#### [Work required]
Revise the stretch from the line containing "Where can the leafy" through the end of the items below, replacing "Tag" with "Mark" and leaving everything else unchanged. Give only those lines.

#### [Material for this task]
------------------------------------

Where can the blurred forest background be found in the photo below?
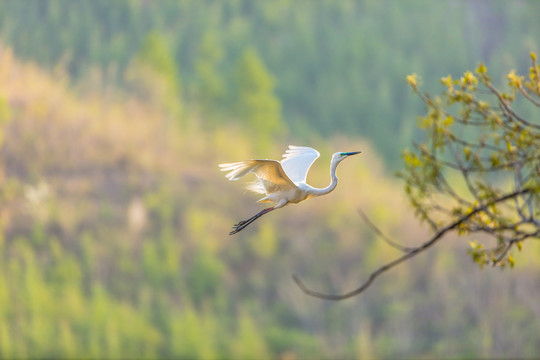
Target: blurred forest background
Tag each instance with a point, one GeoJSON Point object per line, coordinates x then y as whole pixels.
{"type": "Point", "coordinates": [114, 216]}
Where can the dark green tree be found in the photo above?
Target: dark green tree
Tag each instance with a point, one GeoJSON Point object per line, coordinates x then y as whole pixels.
{"type": "Point", "coordinates": [477, 170]}
{"type": "Point", "coordinates": [256, 102]}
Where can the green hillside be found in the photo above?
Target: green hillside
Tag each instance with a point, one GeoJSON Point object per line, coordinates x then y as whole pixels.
{"type": "Point", "coordinates": [114, 215]}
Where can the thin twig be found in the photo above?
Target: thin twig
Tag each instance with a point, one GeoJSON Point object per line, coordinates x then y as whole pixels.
{"type": "Point", "coordinates": [406, 256]}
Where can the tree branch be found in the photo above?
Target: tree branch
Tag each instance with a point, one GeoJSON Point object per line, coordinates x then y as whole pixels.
{"type": "Point", "coordinates": [408, 255]}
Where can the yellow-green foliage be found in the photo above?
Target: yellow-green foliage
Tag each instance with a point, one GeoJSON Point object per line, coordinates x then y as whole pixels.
{"type": "Point", "coordinates": [113, 243]}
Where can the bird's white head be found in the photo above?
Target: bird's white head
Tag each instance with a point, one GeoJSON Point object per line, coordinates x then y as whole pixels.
{"type": "Point", "coordinates": [338, 157]}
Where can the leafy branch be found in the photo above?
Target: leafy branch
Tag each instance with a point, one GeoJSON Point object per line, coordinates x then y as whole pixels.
{"type": "Point", "coordinates": [477, 170]}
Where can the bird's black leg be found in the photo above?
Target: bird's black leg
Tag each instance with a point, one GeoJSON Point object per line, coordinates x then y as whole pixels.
{"type": "Point", "coordinates": [242, 224]}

------------------------------------

#### [Answer for the task]
Where can the leafy branch be found in the photo above?
Target: leafy branch
Mark each instance with a point, one GeoJSON Point object per line, coordinates x then y as whole pixels.
{"type": "Point", "coordinates": [477, 170]}
Where can the bird's black leg be found in the photo above?
Target: bird's black leg
Mark each instance with a point, one GeoJSON Point object per line, coordinates x then y as whole pixels.
{"type": "Point", "coordinates": [242, 224]}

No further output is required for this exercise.